Exercise requirements: Copy each of the records below word for word, keeping every line as it stands.

Supplied information:
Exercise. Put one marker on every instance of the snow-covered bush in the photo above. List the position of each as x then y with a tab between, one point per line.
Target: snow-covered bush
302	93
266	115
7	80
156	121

Finished exercise:
Exercise. Put one marker on every instance of the snow-covered bush in the photo above. List the position of each as x then y with a tab between, one point per line.
Target: snow-covered bush
302	93
266	115
7	80
156	121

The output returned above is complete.